* **What is expected**:
In the entries, find all lines that hold the word "below" and copy them.

* **Provided information**:
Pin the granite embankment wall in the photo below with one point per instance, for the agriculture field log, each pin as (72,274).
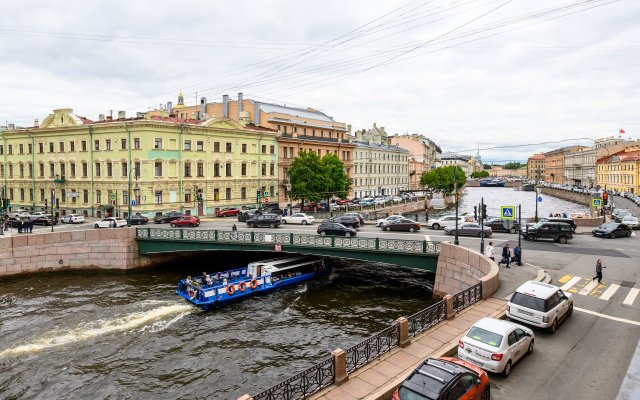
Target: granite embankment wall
(460,268)
(81,249)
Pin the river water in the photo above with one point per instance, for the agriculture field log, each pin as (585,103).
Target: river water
(126,335)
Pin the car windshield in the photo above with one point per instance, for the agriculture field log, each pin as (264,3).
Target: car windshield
(533,303)
(484,336)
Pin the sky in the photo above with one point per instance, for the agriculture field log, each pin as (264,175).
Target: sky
(469,74)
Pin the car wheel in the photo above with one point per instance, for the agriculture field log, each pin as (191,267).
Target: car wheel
(507,369)
(486,395)
(554,326)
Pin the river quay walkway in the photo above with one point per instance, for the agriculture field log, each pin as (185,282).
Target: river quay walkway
(378,379)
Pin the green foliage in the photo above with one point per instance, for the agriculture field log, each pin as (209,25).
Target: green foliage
(480,174)
(313,178)
(513,165)
(442,178)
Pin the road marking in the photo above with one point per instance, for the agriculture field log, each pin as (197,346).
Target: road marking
(631,296)
(611,290)
(587,289)
(571,282)
(565,278)
(627,321)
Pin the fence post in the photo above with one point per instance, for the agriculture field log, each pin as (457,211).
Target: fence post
(404,339)
(448,301)
(340,375)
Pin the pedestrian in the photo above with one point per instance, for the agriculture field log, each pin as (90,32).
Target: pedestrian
(506,255)
(517,254)
(490,252)
(598,271)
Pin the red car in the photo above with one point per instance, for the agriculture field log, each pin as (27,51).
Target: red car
(227,212)
(186,220)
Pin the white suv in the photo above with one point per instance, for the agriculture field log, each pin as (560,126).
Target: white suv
(447,220)
(540,304)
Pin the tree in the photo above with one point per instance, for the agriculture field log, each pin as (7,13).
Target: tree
(479,174)
(442,178)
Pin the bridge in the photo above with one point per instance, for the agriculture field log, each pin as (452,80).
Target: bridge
(420,254)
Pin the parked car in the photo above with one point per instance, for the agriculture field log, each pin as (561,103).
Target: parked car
(447,220)
(298,218)
(495,345)
(167,217)
(402,224)
(335,228)
(265,220)
(351,221)
(502,225)
(138,220)
(110,222)
(380,221)
(557,231)
(445,378)
(73,219)
(227,212)
(469,229)
(185,220)
(540,304)
(612,230)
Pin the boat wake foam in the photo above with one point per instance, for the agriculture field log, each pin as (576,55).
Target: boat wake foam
(153,320)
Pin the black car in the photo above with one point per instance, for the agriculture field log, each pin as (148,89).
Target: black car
(334,228)
(558,231)
(265,220)
(612,230)
(502,225)
(352,221)
(167,217)
(138,220)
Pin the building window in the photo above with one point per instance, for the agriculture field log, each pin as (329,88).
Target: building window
(158,169)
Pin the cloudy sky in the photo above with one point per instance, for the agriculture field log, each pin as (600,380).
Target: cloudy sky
(468,74)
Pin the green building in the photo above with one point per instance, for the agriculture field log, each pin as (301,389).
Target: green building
(157,163)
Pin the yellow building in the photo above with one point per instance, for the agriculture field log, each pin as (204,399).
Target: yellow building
(620,171)
(87,166)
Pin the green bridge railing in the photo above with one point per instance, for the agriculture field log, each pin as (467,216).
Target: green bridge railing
(290,239)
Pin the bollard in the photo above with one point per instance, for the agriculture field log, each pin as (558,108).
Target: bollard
(339,366)
(404,340)
(448,300)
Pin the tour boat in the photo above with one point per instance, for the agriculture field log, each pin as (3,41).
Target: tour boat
(257,277)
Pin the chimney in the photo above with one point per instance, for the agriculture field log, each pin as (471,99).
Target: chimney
(203,105)
(256,113)
(225,106)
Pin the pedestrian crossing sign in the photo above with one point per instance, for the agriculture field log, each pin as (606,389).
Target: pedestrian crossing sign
(508,212)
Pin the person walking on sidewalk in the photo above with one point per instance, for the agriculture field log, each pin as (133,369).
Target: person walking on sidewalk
(598,271)
(490,252)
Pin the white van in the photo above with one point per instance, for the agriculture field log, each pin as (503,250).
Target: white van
(540,304)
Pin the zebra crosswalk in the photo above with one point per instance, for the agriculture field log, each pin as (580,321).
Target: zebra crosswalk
(604,291)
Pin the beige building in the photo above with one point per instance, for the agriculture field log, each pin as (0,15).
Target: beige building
(380,168)
(423,155)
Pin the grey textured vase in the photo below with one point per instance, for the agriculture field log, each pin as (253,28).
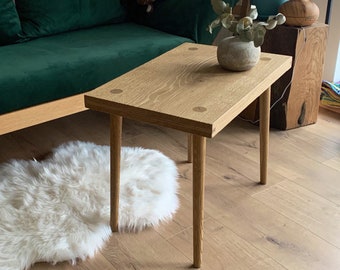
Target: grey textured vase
(237,55)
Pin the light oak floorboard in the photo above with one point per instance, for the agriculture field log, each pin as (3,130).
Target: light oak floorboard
(293,222)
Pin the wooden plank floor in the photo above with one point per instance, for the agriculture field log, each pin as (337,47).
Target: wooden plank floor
(291,223)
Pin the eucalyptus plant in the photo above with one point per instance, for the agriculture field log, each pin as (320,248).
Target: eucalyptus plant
(246,28)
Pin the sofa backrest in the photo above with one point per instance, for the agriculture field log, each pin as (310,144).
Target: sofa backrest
(10,27)
(37,18)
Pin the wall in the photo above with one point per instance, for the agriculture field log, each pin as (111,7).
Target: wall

* **Task solution**:
Pin the granite embankment wall in the photo below with one point per instance, for the agriculture field log, each pin as (72,274).
Pin the grey textured vase in the photo below with one point per instance, for the agriculture field log, each pin as (253,28).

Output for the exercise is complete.